**YOUR GOAL**
Present exactly, and only, the lines running from the line that contains "Step 1: Look at the image. Step 2: Find child's eyebrow." through the end of the entries below.

**INFORMATION**
================================
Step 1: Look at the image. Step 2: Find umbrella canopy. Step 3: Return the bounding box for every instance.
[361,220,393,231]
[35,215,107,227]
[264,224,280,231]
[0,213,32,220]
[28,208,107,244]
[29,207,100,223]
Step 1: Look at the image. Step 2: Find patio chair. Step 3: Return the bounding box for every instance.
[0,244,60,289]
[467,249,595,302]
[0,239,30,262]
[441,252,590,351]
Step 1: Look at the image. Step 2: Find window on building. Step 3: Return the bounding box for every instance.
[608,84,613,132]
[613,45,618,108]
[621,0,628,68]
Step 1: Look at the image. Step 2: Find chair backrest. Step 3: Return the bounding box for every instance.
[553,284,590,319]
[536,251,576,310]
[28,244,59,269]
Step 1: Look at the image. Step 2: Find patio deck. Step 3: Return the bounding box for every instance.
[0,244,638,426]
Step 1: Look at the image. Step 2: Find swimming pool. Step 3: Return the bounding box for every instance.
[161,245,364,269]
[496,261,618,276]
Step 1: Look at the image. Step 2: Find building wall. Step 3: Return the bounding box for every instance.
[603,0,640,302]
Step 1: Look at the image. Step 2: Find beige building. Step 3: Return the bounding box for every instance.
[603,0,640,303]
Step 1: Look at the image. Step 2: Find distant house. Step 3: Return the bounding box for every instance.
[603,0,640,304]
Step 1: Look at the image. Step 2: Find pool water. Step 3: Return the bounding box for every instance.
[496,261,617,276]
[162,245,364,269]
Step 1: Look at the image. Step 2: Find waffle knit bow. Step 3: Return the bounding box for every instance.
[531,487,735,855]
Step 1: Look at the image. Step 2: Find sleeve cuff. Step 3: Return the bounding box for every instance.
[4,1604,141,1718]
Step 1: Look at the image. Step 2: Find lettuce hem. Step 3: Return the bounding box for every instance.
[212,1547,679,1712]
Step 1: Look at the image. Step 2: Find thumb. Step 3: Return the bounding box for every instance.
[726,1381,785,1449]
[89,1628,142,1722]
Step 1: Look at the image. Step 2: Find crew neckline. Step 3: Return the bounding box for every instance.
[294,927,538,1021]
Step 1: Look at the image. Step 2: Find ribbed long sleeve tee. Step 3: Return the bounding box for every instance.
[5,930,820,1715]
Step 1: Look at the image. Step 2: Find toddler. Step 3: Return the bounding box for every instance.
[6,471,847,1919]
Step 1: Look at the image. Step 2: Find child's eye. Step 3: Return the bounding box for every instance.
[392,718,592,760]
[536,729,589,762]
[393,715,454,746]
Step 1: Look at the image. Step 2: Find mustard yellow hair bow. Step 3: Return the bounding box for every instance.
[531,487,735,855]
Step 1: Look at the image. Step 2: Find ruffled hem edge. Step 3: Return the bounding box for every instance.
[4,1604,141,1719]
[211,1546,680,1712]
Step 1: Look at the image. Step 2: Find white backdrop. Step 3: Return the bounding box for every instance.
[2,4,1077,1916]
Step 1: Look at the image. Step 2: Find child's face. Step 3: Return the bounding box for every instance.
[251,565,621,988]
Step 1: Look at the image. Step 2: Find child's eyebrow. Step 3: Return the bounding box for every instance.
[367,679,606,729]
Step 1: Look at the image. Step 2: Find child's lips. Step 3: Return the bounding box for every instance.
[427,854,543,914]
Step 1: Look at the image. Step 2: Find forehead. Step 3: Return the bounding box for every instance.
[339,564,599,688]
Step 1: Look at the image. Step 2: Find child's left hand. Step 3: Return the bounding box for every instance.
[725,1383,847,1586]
================================
**RESPONSE AREA**
Step 1: Look at the image. Step 2: Find child's eyebrow. Step 3: Return the bounding box for every instance.
[367,679,606,729]
Step 1: Look at the image. Step 2: Find child's lips. Step 3: Return the bounding box for every instance.
[427,854,543,914]
Step 1: Look at the image. Step 2: Find forehead. Step 3: Return the bounding box for every instance.
[339,564,599,688]
Step 1: Look at the image. Step 2: Find child's left hand. Step 3: Return the bounding box for every instance.
[725,1383,847,1586]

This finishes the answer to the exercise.